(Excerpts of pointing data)
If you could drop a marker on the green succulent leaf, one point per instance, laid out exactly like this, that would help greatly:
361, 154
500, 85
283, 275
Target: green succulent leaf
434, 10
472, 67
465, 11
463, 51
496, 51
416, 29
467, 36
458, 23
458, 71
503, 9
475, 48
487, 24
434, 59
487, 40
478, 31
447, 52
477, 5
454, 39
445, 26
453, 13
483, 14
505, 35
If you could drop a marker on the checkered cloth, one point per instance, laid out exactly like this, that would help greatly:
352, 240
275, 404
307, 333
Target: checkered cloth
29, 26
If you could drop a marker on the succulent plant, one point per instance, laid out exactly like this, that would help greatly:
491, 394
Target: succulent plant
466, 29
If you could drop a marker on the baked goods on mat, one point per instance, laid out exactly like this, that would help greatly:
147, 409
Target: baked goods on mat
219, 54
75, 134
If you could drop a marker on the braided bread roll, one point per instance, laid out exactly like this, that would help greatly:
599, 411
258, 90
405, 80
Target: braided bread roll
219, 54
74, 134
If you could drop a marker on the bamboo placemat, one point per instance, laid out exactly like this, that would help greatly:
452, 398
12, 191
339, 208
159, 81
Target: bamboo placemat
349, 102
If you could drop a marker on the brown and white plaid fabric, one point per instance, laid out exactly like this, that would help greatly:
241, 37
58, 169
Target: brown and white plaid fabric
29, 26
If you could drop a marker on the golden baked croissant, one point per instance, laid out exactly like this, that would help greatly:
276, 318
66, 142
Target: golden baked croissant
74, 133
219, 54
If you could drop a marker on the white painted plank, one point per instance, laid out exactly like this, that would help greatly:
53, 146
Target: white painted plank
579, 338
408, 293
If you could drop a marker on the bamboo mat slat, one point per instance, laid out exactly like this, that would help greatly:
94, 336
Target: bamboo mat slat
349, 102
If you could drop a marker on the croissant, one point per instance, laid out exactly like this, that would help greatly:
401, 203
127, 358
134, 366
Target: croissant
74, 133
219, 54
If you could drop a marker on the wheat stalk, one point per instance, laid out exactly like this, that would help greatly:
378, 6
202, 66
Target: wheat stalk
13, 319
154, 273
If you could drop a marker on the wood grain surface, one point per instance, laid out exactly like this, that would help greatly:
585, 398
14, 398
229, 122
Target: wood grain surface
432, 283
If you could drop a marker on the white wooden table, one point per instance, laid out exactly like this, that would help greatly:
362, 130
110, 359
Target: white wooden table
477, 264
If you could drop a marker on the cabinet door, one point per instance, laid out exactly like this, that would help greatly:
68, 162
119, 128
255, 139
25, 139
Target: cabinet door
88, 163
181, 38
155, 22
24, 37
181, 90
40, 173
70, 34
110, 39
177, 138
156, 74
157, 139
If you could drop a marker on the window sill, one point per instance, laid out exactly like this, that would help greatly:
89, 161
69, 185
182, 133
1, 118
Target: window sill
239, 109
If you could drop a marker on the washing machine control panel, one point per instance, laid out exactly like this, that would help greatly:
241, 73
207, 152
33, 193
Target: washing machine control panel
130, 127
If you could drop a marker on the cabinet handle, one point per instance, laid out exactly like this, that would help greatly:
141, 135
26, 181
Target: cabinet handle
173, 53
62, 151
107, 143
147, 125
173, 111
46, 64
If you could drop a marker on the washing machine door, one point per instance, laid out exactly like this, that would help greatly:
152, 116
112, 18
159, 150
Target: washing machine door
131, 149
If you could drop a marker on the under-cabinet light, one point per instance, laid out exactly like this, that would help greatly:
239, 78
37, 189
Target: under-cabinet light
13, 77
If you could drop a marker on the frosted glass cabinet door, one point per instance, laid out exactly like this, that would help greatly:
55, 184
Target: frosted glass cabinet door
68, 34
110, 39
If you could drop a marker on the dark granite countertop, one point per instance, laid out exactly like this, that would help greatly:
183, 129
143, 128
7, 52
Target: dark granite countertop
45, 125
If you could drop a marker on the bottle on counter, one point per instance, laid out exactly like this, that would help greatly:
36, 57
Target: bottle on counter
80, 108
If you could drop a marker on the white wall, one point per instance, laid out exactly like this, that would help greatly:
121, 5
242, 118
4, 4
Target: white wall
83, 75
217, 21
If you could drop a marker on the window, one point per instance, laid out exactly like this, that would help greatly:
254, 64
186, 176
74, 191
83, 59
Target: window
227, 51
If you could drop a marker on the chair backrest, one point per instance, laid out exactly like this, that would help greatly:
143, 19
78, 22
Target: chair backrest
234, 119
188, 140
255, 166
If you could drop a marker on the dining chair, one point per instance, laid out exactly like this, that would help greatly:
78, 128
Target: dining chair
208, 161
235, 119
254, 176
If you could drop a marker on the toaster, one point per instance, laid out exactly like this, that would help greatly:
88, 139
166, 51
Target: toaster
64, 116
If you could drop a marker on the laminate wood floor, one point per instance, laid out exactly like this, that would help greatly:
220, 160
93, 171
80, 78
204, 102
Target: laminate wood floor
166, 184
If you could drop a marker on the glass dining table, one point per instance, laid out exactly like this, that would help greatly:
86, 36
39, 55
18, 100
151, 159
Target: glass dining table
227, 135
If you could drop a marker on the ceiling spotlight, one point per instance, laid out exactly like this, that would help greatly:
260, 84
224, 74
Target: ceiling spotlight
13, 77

Set problem -
Rewrite the part of the entries that opens with the line containing "If you could drop a marker on the bottle" and runs through the end of the entries, keeping every line, requests included. Scale each answer coordinate by 0.75 and round it to a whole number, halves up, while leaving the numbers in the requests and their format samples unchanged.

Answer to this task -
If you could drop a marker on the bottle on counter, one point per instance, laid out exactly like this, that would help greatly:
36, 57
Target: bottle on counter
60, 81
If you could drop a marker on the white wall, one point per instance, laid out exactly like this, that would help greatly:
121, 5
242, 118
4, 4
Target: white wall
62, 56
163, 16
If you could drop a marker on the window, one point per instance, laid out exactly like this, that would help greatly:
254, 64
186, 176
74, 191
83, 59
Target: window
170, 38
If you could drop a marker on the chair backrest, one point per instance, laid out exactly like this, that would help greatly:
143, 19
78, 22
Target: chair backrest
176, 89
141, 105
191, 125
If you could drop a marker on the dining chair, one point per instance, laid out exactly like this, that would help greatly:
78, 128
Target: dining chair
156, 121
176, 89
191, 132
If you could drop a marker on the toaster, one point per instance, laid out exactly like this, that would help greatly:
88, 139
166, 51
Target: toaster
48, 87
If you could drop a marker on the laminate wood floor, one point per instance, laid out exactly like this, that would help greatly:
220, 160
93, 171
80, 78
204, 102
Target: laminate wood floor
125, 138
If you could drop a marker on the glass dining table, one point per instance, laid out exactly like this, that would help greatly:
86, 36
39, 55
18, 100
151, 159
Target: glass dining table
170, 101
If you could drop a marker on the ceiling spotlight, one point per instance, laid out exactly like this, that would help greatly:
260, 84
224, 74
Target: ceiling spotlight
10, 58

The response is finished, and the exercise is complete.